■ Supplied text:
Hebrews 11:13 “All these people were still living by faith when they died. They did not receive the things promised; they only saw them and welcomed them from a distance. And they admitted that they were aliens and strangers on earth.”
Death is scary for most people. Some years ago I watched congressional hearings on the use of stem cells from fetal tissue for research. Among those testifying were celebrities who suffered from conditions for which there was some hope to discover a cure through such research. I detected a certain sense of desperation in their pleas. I suspect their diseases made death a little more real, a little more frightening than it is for most. They were clinging to hope for this life as they made their case.
Past heroes of the faith like those referenced in Hebrews 11 may have feared death the closer it came, too. But they shared a different perspective. By faith they recognized this world is not our final home. We are like foreigners passing through—“aliens and strangers.” They demonstrated almost an eagerness as they looked ahead to the eternal future God had promised them. They welcomed what they saw. They offered a willing farewell to this life and embrace of the one to come.

■ Data to examine:
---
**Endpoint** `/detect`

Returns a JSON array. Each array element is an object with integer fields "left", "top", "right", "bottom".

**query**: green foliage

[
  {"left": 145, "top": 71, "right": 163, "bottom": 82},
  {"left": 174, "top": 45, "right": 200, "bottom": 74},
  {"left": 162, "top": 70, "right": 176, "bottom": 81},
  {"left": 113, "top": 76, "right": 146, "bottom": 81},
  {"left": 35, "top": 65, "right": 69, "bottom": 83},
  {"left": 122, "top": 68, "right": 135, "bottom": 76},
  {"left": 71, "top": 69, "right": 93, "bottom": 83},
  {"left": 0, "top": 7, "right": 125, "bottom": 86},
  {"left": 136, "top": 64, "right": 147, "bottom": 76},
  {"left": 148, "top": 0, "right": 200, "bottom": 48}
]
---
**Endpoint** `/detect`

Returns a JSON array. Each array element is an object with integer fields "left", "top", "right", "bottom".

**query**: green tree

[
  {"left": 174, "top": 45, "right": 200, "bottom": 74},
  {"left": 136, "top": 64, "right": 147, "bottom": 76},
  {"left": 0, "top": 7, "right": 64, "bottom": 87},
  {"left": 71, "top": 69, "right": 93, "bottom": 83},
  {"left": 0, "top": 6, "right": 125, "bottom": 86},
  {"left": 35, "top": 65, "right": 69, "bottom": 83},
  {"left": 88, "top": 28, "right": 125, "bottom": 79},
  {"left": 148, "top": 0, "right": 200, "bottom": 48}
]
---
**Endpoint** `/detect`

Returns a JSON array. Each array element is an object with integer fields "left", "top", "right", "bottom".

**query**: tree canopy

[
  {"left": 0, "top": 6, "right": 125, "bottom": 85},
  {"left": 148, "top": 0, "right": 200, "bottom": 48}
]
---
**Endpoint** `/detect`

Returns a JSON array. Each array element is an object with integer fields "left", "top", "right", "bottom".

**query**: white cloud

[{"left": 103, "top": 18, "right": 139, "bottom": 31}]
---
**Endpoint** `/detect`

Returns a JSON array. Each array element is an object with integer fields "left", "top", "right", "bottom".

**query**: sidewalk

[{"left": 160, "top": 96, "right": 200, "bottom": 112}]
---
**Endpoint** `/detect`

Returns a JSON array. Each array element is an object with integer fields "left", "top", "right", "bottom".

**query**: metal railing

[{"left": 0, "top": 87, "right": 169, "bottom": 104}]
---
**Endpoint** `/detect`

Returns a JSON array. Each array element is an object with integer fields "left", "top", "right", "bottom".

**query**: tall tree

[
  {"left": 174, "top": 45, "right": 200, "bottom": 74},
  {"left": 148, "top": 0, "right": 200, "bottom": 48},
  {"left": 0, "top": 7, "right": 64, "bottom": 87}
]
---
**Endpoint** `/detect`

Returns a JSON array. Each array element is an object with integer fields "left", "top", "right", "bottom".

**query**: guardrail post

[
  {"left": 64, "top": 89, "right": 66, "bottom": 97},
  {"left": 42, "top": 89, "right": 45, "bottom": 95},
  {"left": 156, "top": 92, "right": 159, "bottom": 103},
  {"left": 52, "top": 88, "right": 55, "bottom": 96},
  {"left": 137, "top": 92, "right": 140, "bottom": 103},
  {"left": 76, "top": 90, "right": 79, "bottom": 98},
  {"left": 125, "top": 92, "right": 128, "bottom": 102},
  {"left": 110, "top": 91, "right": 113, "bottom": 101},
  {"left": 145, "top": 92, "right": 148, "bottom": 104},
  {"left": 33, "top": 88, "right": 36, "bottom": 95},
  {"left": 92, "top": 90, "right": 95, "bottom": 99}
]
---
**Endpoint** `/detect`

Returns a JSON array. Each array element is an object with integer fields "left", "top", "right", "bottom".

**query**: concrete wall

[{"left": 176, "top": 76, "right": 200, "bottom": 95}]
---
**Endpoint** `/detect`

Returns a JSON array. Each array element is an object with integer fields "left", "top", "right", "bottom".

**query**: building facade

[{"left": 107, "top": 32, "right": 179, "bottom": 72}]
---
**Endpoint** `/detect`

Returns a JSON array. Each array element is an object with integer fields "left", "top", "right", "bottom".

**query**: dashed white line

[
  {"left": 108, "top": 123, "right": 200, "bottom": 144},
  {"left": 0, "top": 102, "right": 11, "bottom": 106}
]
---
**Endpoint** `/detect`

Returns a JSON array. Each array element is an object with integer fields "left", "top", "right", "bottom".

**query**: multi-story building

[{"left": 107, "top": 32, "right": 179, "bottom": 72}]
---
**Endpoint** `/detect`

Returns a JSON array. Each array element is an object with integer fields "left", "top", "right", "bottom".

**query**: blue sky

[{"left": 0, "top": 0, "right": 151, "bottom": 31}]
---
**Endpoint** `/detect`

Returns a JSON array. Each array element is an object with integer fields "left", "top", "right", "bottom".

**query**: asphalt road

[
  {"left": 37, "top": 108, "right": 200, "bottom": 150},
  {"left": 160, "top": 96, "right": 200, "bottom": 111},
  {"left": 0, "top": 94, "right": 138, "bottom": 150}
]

■ Exercise tasks:
A. Reproduce a passage from the devotional on Hebrews 11:13 word for word, beginning at the words "Death is scary" and ending after the words "made their case.".
B. In the Hebrews 11:13 devotional, condense the paragraph that opens "Death is scary for most people" into a shorter version that keeps its main facts.
C. Continue the devotional on Hebrews 11:13 from its final sentence.

■ Answers for the exercise:
A.
Death is scary for most people. Some years ago I watched congressional hearings on the use of stem cells from fetal tissue for research. Among those testifying were celebrities who suffered from conditions for which there was some hope to discover a cure through such research. I detected a certain sense of desperation in their pleas. I suspect their diseases made death a little more real, a little more frightening than it is for most. They were clinging to hope for this life as they made their case.

B. Most people fear death. Years ago, the writer watched congressional hearings on fetal-tissue stem cell research. Celebrities testified who had conditions that such research might someday cure. The writer sensed desperation in their pleas and suspected that their illnesses made death feel more real and frightening to them. They were clinging to hope for this life.

C.
It was clear to them that the life to come was far superior. “People who say such things show that they are looking for a country of their own. If they had been thinking of the country they had left, they would have had opportunity to return. Instead they were longing for a better country– a heavenly one. Therefore, God is not ashamed to be called their God, for he has prepared a city for them” (Hebrews 11:14-16).
Most of us like to reminisce about the place where we grew up. Sentimental memories wash over us as we contemplate the good old days. Perhaps Abraham also had fond memories of the countries he had left: growing up in Ur of the Chaldees, or spending his middle years in Haran, where he buried his father.
But Abraham realized, as did his believing children after him, that he could no more find real happiness in his old haunts than in Canaan where he now lived. For him there was no plot of ground any place on the globe that could give him what he really longed for: the settled security of finally arriving home in heaven.
By faith we share Abraham’s perspective. It’s not this life that is worth straining to hold onto. This is not the place to invest all the best that we have. Our hearts belong to the heavenly home to come. There we can leave behind the foolishness that has marred our time here. There we will find a God who is not ashamed to be called our God. There he will throw his arm around us like a proud Father and boast, “That’s my son or daughter, and I’m his or her Dad.”
Home: by faith we know what it looks like. By faith we understand we haven’t reached it yet. By faith God will guide us until we are safely there.